• Task: Collect every line in the data below that contains the string "door", treating uppercase and lowercase as different. Copy each matching line in full.

Excerpts of location labeling data
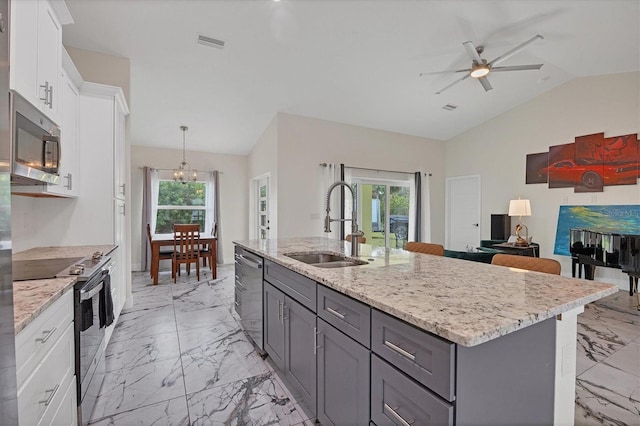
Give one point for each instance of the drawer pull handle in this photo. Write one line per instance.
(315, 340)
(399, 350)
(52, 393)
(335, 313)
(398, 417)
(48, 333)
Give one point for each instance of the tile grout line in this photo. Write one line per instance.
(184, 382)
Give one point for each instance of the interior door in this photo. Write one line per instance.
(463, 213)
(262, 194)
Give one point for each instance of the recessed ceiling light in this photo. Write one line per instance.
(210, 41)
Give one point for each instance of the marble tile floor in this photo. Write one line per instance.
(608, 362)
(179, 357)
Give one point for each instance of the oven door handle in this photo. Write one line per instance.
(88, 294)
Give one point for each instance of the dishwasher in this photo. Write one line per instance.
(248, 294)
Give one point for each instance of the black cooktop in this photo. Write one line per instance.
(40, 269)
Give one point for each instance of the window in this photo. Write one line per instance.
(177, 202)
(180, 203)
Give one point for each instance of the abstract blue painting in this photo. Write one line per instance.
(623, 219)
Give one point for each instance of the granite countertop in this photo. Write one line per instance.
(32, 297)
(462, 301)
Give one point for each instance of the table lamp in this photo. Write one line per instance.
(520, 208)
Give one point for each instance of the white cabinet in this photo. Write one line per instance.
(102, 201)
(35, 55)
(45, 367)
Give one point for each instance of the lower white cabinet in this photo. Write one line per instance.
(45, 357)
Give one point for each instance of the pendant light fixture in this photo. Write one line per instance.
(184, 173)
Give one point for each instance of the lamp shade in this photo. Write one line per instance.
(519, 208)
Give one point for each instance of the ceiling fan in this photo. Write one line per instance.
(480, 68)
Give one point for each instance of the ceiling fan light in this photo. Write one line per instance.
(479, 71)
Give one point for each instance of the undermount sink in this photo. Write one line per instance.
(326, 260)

--

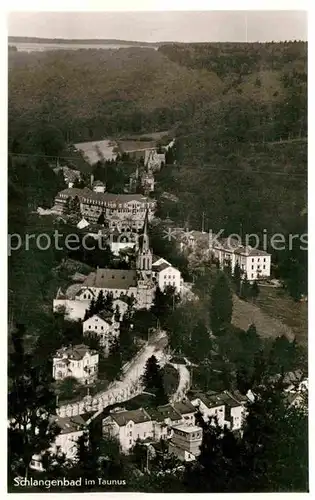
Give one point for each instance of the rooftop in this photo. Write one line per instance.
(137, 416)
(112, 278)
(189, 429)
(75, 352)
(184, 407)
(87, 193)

• Completed task:
Give one point for each instance of the interior door in this photo. Write one line per instance.
Give one point for each instance of the oven door handle in this photo. Write one line per instance.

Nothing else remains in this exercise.